begin

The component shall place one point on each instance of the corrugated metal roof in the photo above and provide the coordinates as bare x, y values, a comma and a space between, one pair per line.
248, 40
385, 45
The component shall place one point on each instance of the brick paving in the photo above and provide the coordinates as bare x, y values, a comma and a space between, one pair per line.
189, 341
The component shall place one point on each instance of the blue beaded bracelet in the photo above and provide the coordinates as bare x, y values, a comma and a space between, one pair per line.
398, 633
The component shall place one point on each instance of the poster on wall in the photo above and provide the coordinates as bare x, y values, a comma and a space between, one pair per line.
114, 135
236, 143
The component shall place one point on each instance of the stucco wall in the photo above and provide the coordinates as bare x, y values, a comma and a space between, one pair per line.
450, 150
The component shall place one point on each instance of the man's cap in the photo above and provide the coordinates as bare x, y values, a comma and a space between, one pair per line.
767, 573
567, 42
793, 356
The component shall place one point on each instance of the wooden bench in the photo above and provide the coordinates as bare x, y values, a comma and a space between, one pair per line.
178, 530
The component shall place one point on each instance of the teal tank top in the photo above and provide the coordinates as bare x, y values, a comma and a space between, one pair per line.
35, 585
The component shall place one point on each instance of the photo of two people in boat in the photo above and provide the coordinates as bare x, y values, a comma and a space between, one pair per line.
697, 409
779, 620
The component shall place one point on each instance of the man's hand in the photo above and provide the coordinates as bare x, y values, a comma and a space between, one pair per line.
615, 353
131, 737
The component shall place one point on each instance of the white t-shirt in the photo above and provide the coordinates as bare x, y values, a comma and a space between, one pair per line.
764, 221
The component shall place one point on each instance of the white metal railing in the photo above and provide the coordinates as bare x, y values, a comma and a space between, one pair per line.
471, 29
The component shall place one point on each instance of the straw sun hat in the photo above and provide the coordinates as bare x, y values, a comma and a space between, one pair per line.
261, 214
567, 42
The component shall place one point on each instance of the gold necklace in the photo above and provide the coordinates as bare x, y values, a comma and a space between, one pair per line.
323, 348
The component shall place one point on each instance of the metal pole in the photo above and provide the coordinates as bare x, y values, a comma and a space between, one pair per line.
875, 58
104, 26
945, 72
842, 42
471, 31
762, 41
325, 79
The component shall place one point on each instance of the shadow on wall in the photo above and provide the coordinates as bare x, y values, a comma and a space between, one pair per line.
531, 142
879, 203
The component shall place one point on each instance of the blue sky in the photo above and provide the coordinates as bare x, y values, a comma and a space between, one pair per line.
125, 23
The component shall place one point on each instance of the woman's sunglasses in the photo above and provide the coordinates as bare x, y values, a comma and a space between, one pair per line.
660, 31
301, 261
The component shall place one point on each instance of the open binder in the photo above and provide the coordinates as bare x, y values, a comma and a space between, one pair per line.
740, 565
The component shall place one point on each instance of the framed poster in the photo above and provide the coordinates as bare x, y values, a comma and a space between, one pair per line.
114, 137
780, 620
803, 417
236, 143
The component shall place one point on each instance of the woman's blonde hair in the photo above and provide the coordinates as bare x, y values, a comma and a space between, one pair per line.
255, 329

end

Problem details
Render the lines of the material above as a JSON list of strings, one string per line with blank lines left out, starting at the line that contains "of the framed" and ending at the final line of the material.

Answer to the exercise
[
  "The component shall place one point on each instance of the framed poster in the photo above and provide the coordinates as bare x, y values, a comma and a space between, one pair per line.",
  "114, 137",
  "780, 620",
  "803, 417",
  "236, 143",
  "The component shall place one point on each instance of the woman's blonde hair in the photo above and provide the coordinates as bare x, y values, a comma and a space between, one pair per line.",
  "255, 329"
]